Going through the entries below, work out how many lines have the string "this" in them. Give the number and nothing more.
··· The data ···
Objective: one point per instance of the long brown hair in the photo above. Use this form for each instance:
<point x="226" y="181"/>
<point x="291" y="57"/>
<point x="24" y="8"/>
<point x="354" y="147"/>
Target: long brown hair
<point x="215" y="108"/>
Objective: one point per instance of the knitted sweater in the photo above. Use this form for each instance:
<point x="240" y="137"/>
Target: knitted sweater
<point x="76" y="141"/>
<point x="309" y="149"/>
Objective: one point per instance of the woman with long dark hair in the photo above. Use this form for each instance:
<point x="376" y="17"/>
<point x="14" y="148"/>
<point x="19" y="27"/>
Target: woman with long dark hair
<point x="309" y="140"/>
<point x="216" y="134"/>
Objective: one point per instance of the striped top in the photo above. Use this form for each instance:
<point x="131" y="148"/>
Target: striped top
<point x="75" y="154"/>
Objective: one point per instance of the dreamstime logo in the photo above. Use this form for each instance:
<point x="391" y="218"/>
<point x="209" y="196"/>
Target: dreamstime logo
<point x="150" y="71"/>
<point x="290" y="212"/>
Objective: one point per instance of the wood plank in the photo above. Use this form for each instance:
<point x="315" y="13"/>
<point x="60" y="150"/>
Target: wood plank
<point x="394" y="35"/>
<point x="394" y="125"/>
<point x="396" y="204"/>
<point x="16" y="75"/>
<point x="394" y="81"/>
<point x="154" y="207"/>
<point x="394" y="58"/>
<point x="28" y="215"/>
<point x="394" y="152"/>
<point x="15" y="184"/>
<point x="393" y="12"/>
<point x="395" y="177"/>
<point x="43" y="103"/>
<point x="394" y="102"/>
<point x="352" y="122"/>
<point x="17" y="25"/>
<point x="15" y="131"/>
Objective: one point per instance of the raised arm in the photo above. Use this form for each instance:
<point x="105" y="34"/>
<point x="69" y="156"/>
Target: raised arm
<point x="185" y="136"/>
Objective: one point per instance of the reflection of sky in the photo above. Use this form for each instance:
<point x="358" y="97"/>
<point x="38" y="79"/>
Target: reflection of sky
···
» **Exercise solution**
8